[REQUIRED TASK] Please output every line of the items below as a JSON list of strings, one string per line, omitting blank lines. Leave the pictures out of your answer.

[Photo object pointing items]
'''

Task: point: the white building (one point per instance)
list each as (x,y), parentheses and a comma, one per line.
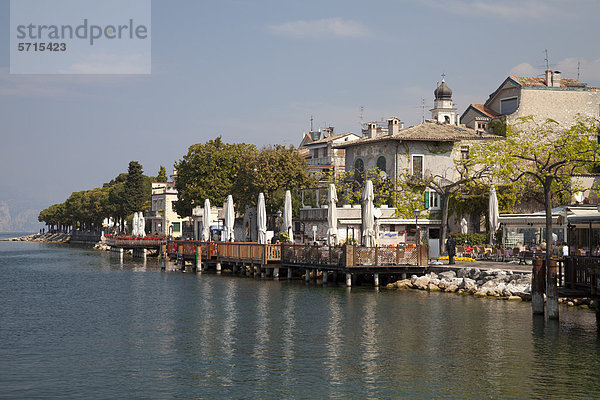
(163,218)
(323,158)
(550,96)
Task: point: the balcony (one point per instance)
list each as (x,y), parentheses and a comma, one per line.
(157,214)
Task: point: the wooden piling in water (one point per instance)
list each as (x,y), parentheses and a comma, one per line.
(537,286)
(551,291)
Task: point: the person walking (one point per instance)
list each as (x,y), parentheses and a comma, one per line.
(451,249)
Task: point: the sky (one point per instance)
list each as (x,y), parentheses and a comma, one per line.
(256,71)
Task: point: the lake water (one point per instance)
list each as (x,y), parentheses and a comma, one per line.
(76,323)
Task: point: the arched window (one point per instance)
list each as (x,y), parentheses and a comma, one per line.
(359,168)
(381,163)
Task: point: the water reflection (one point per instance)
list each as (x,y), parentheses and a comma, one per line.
(74,322)
(334,345)
(229,327)
(262,331)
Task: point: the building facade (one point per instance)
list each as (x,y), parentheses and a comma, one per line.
(323,158)
(550,96)
(162,218)
(429,149)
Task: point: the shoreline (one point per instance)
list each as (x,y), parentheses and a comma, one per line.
(41,237)
(495,283)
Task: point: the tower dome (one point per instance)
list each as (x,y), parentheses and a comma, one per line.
(443,92)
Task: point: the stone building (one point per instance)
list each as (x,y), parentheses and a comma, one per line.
(318,148)
(551,96)
(427,149)
(162,218)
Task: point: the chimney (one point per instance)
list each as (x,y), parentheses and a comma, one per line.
(393,126)
(372,130)
(556,78)
(548,77)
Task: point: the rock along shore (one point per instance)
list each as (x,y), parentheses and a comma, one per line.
(472,281)
(492,283)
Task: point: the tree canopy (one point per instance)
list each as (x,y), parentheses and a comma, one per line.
(162,174)
(272,171)
(88,208)
(545,156)
(209,171)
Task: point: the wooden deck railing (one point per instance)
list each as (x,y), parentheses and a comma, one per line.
(350,256)
(134,243)
(387,256)
(249,252)
(582,272)
(300,254)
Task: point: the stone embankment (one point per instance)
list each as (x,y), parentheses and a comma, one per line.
(492,283)
(42,237)
(472,281)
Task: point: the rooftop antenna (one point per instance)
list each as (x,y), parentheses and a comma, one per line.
(362,110)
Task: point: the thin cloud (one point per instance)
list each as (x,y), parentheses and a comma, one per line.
(507,10)
(99,64)
(322,28)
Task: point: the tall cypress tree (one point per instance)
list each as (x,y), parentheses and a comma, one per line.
(162,175)
(134,188)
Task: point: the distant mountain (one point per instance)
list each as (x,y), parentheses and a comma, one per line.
(23,221)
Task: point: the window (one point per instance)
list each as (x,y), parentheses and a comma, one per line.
(509,106)
(432,200)
(359,168)
(381,163)
(464,152)
(417,162)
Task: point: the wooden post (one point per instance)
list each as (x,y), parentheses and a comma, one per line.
(199,259)
(180,259)
(551,290)
(537,287)
(350,250)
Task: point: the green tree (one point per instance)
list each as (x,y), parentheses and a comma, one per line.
(208,171)
(135,188)
(544,156)
(162,175)
(272,171)
(449,183)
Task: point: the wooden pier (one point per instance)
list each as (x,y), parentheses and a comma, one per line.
(309,261)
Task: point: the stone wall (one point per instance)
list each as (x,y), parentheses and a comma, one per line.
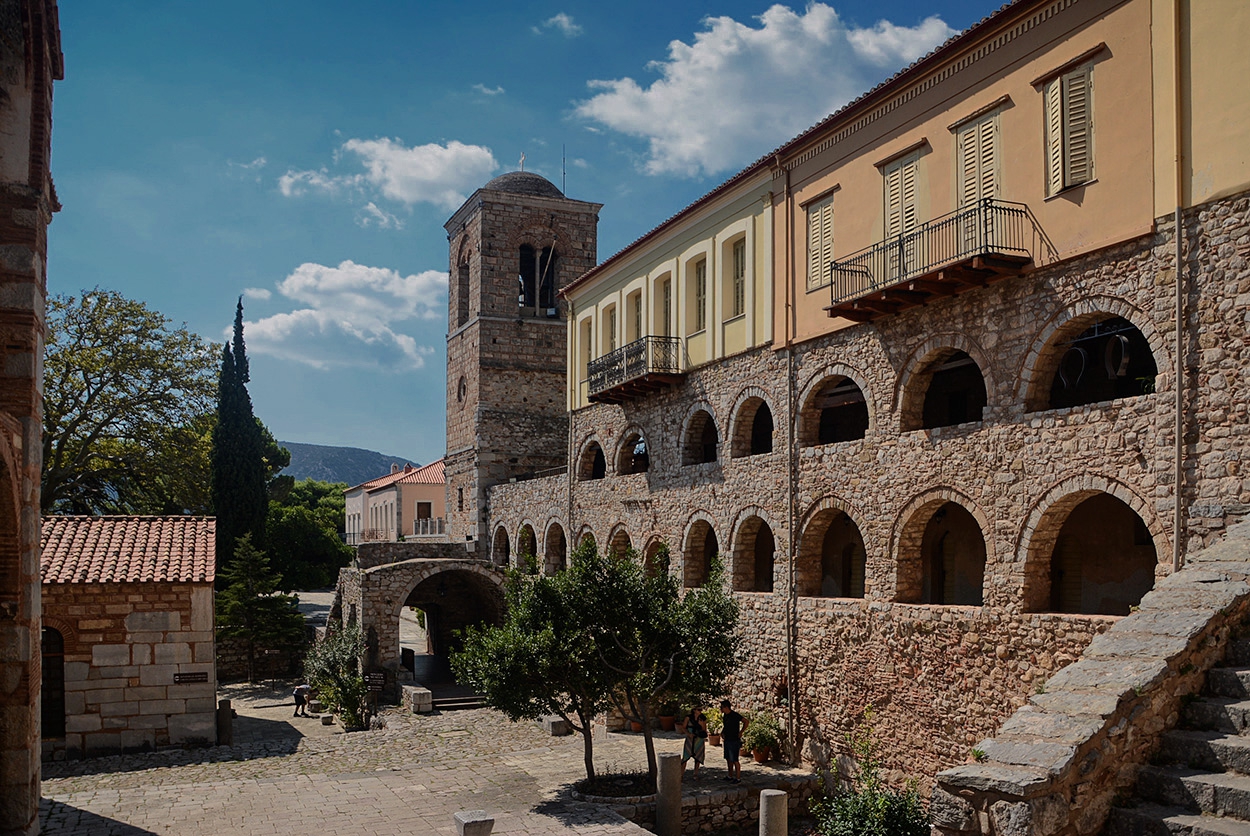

'''

[EXPECTED ANSWER]
[
  "Task: point: the white building (one point per instance)",
  "list each as (x,y), parentheses and a comma, one per line.",
  "(163,218)",
  "(323,158)",
  "(550,96)",
  "Task: point: the balcony (one point per instance)",
  "list each as (x,y), parentheses and a comma, one per line.",
  "(157,214)",
  "Task: point: the wooden piling in water (one point per instance)",
  "list each as (x,y), parentheses and a comma, one per line.",
  "(537,286)",
  "(551,291)",
  "Task: point: the person walking (one point per instance)",
  "list each as (x,y), parentheses and a comma, one per line.",
  "(451,249)",
  "Task: point: the sky (one point per instance)",
  "list each as (x,y), parentheses and a comma, one per line.",
  "(256,71)",
  "Task: point: the lake water (one point per instance)",
  "list each as (x,y), parentheses and a comma, one per line.",
  "(76,323)",
  "Task: point: the arched window (one point per instance)",
  "list each as (x,y), parentheses and a comma, one per line.",
  "(359,168)",
  "(381,163)",
  "Task: point: the water reflection (one point per instance)",
  "list each as (x,y), parentheses and a comma, one per line.",
  "(74,322)",
  "(334,345)",
  "(229,327)",
  "(262,331)",
  "Task: point: the building facade (one point per instance)",
  "list each as (x,y), parentheses and a comma, one per line.",
  "(323,158)",
  "(550,96)",
  "(162,218)",
  "(429,149)",
  "Task: point: the shoreline (one point per instance)",
  "list each as (x,y), parentheses and a comma, one per line.",
  "(41,237)",
  "(495,283)",
  "Task: point: the tower dome (one point per instance)",
  "list each as (x,y), parentheses and a comma, one per line.",
  "(443,92)",
  "Task: point: the stone building (one point per instance)",
  "list each as (x,y), parentheses and a comma, one per line.",
  "(318,148)",
  "(551,96)",
  "(427,149)",
  "(162,218)",
  "Task: point: the chimney (one point per instance)",
  "list each as (x,y), parentheses and a comma, one per line.",
  "(393,126)",
  "(372,130)",
  "(556,78)",
  "(548,77)",
  "Task: point: the rock along shore (one point per instance)",
  "list each as (x,y), parentheses and a comma, one per line.",
  "(472,281)",
  "(492,283)",
  "Task: point: the tree canopy (one point per instance)",
  "list each as (x,y), parentheses and a comma, one per line.",
  "(162,174)",
  "(272,171)",
  "(88,208)",
  "(545,156)",
  "(209,171)",
  "Task: point: the wooden deck railing (one point per instance)",
  "list each as (x,y), parentheses and a comma, one per line.",
  "(350,256)",
  "(134,243)",
  "(387,256)",
  "(249,252)",
  "(582,272)",
  "(300,254)",
  "Task: point: the stone embankment (one point per instance)",
  "list each as (x,y), parentheses and a comma, one per line.",
  "(492,283)",
  "(42,237)",
  "(472,281)",
  "Task: point: the rooftop antenna (one point per instance)",
  "list each as (x,y), parentheses and a comma, one per line.",
  "(362,110)",
  "Task: point: the thin cloud (one point per instance)",
  "list each as (x,y), parentheses and a comma, one per line.",
  "(507,10)",
  "(99,64)",
  "(322,28)",
  "Task: point: the tall cypress tree (one point per instance)",
  "list each as (x,y), parentheses and a comma, one per line.",
  "(162,175)",
  "(134,188)",
  "Task: point: the distant mountain (one point per instance)",
  "list each as (x,y), parentheses and a comma, one per line.",
  "(23,221)",
  "Task: point: the window (one point per instance)",
  "list each as (x,y), parentheses and a comma, one per line.",
  "(509,106)",
  "(432,200)",
  "(359,168)",
  "(381,163)",
  "(464,152)",
  "(417,162)",
  "Task: point: the wooden post (one point per instance)",
  "list each as (x,y), parentheses and a comma, one per line.",
  "(199,259)",
  "(180,259)",
  "(551,290)",
  "(537,287)",
  "(350,250)",
  "Task: point: the green tree (one point per instance)",
  "list each as (x,y), parentheses and a comma, one per line.",
  "(208,171)",
  "(135,188)",
  "(544,156)",
  "(162,175)",
  "(272,171)",
  "(449,183)",
  "Task: point: the wooden pier (one point per instance)",
  "list each as (x,y), parentheses and a comma, one per line.",
  "(309,261)",
  "Task: point: the stone wall (one point per instance)",
  "list each as (x,y), parentheses and a comma, one per line."
]